## THE DATA

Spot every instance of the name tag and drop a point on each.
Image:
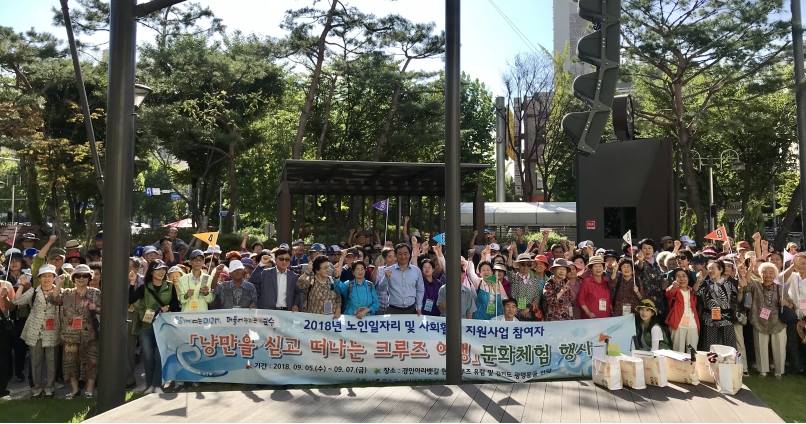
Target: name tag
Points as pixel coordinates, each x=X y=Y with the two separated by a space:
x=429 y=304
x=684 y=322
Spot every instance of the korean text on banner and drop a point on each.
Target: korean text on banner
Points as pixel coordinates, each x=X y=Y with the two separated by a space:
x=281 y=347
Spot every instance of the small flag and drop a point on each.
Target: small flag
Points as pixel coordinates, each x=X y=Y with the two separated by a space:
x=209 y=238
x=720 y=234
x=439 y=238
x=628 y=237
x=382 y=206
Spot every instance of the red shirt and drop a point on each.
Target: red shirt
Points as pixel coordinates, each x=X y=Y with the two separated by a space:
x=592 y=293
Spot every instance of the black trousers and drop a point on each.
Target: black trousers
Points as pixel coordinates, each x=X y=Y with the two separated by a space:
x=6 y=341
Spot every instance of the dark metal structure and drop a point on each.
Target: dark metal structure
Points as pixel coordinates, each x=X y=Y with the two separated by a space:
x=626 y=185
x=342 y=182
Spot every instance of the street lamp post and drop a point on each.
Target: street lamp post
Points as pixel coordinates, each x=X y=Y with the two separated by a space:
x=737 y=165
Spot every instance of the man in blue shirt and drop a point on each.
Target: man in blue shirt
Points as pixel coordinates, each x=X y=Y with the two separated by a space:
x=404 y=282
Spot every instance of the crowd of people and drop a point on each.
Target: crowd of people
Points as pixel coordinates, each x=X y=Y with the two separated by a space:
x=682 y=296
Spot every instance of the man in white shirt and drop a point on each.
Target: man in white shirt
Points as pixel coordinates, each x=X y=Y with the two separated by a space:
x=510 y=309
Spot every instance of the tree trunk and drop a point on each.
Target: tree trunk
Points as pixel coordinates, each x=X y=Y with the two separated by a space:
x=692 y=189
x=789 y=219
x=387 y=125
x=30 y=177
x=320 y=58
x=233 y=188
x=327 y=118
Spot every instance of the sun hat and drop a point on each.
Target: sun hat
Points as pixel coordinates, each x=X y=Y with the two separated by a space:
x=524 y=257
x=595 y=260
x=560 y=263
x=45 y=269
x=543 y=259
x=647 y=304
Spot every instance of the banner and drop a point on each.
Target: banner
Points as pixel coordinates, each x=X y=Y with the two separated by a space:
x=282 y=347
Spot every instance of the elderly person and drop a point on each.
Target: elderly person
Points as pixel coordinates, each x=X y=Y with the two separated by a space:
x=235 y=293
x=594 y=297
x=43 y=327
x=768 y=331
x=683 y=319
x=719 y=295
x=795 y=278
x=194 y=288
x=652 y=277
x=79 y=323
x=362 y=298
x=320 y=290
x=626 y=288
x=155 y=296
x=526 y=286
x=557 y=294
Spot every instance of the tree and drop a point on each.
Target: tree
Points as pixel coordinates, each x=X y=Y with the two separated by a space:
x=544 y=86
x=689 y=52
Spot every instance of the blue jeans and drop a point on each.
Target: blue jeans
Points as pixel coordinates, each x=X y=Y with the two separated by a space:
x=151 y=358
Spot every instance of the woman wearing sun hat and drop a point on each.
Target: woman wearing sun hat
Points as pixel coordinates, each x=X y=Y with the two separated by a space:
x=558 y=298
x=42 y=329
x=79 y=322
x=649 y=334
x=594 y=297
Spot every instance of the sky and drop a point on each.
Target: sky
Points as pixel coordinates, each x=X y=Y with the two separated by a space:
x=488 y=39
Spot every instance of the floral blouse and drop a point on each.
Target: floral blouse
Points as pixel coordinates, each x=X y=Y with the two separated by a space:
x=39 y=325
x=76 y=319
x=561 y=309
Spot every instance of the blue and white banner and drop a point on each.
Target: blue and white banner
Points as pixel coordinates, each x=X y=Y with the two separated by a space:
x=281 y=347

## EXERCISE DIRECTIONS
Rewrite the lines above, from the start of the lines through the line containing "x=682 y=296", replacing "drop a point" with "place a point" and changing nothing else. Leave the pictures out of your answer.

## THE SOLUTION
Spot every instance of the name tag and place a point on each.
Image:
Target: name tag
Points as pixel coordinates, each x=X y=Y with the two separated by a space:
x=429 y=304
x=684 y=322
Spot every instance of the korean text on banner and place a point on each.
Target: korean text on banner
Points as pixel coordinates, each x=X y=Y with the two separated by a space:
x=281 y=347
Spot every instance of the small flag and place a point on each.
Target: small flag
Points as pixel coordinates, each x=X y=Y with the two separated by a space:
x=209 y=238
x=720 y=234
x=439 y=238
x=628 y=237
x=382 y=206
Spot every instance of the red shirt and place a point on each.
Target: red shirt
Points as pixel coordinates, each x=X y=Y with the two separated by a space:
x=592 y=293
Spot every instance of the black trousers and place a point on each.
Target: black trousers
Points as pixel coordinates, each x=X y=Y with the two separated by a space:
x=6 y=341
Spot every instance of the dark metal structure and place a point on each.
Target: dark metal structure
Points as pixel coordinates, each x=X y=Y with the two separated by a space:
x=626 y=185
x=342 y=182
Spot every instance of the street lamp post and place a point on each.
Target: street lamp post
Points as pixel coordinates, each x=X y=Y with the two separated by a space:
x=737 y=165
Spot every instance of the man in blue shirt and place a point on each.
Target: man in blue shirt
Points as pixel coordinates, each x=X y=Y with the two separated by a space:
x=404 y=282
Spot every instance of the crowd of people and place a point on each.
Target: crowd of people
Points as pixel coordinates, each x=X y=Y with the two separated by a space:
x=682 y=296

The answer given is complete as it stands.